ASSIGNMENT 1
Using the article on nanowires that restore vision in blind mice, answer each question:
(a) Which two universities were the researchers from?
(b) In which journal was the study published?
(c) To which kinds of light did the implanted mice begin responding?
ASSIGNMENT 2
Write a continuation of the article on nanowires that restore vision in blind mice, starting right after its final line.

DOCUMENT PASSAGE
- - - -

Gold and titanium nanowires restore vision in blind mice

Photo by Nicole Mays, Flickr.

Researchers from Fudan University and the University of Science and Technology of China tried curing blindness using gold and titanium.

In a study published in Nature Communications, the researchers explain how they replaced mice’s deteriorated photoreceptors — sensory structures in eyes that respond to light — with artificial ones made with titanium dioxide and gold nanowires.

To prove what at the beginning of their research was just a theory, the scientists first had to alter the mice’s genes so, as it happens in humans, they degraded. Then, they implanted the metallic receptors in the same space that the photoreceptors once occupied, so that they would remain in physical contact with retinal cells to pass along electrical impulses to the visual cortex.

The nanowires studded with gold flakes were implanted in a few mice at a time and the scientists watched as their subjects began responding to green, blue, and ultraviolet light. The animal’s pupils dilated, which confirmed the new photoreceptors were working or, in other words, that the missing links between the eyes and the brain were repaired.

Retina-nanowire interfaces. a Illustration of an eye. b Comparison of a retina and NW arrays-interfaced blind retina that lacks photoreceptors. Image by Tang et. al.

- - - -

DATASET CONTENT

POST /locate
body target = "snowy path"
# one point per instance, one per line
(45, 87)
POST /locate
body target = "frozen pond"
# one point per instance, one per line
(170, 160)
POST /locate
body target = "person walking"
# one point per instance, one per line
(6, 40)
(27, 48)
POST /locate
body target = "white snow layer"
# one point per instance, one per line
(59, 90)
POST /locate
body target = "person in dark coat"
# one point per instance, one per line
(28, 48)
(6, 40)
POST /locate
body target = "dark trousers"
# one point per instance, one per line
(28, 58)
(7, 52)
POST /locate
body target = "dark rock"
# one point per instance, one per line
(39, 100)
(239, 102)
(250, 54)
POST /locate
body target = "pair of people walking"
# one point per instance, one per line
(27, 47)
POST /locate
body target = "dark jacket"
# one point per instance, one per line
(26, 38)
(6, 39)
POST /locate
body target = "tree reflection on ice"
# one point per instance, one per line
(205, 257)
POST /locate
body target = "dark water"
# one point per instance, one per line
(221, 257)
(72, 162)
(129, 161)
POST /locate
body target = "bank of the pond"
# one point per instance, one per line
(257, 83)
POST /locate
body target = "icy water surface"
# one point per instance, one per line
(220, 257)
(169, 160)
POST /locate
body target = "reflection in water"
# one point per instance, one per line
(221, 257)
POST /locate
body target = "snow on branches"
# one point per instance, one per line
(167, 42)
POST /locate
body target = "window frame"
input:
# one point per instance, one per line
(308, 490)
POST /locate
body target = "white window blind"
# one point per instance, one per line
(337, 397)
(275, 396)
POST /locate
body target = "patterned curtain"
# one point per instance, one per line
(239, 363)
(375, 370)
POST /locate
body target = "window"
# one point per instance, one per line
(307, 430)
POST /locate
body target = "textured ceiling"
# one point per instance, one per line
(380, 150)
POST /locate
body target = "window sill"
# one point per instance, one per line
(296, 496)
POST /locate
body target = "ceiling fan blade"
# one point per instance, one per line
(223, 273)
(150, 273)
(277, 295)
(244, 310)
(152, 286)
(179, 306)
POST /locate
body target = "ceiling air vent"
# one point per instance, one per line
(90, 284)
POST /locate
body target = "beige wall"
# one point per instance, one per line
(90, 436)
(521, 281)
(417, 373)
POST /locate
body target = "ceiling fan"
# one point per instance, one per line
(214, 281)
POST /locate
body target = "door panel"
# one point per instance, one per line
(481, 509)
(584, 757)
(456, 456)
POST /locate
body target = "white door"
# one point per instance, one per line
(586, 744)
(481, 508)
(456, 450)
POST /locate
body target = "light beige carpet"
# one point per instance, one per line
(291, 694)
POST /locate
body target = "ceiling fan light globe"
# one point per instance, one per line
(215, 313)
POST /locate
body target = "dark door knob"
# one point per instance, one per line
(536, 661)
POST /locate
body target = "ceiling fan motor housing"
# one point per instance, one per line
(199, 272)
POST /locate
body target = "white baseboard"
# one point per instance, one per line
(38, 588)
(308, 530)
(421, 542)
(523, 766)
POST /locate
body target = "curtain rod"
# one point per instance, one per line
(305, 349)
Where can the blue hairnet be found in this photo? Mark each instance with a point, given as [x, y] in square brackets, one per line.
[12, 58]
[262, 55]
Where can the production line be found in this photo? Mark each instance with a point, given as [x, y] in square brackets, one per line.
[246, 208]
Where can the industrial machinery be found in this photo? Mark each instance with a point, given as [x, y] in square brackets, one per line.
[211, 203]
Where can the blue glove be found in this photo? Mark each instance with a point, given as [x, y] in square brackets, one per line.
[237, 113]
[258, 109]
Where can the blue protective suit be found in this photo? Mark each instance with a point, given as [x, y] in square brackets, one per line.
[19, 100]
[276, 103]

- - - -

RESPONSE 1
(a) Fudan University and the University of Science and Technology of China
(b) Nature Communications
(c) Green, blue, and ultraviolet light

RESPONSE 2
“Neurons in the primary visual cortex respond to light after subretinal implant of nanowire arrays. Improvement in pupillary light reflex suggests the behavioral recovery of light sensitivity,” the study reads.

No side effects were observed during the eight weeks the mice had the photoreceptors in.

Even though -and for obvious reasons- they couldn’t determine what the mice were seeing, how clear their vision was and restore full-coloured vision, the researchers say that the advances they made are very important for people suffering from retinitis pigmentosa and macular degeneration, which can lead to permanent vision impairment if left untreated.

“Our study will shed light on the development of a new generation of optoelectronic toolkits for subretinal prosthetic devices,” the paper states. It is expected that future tweaks to their method would help see colours.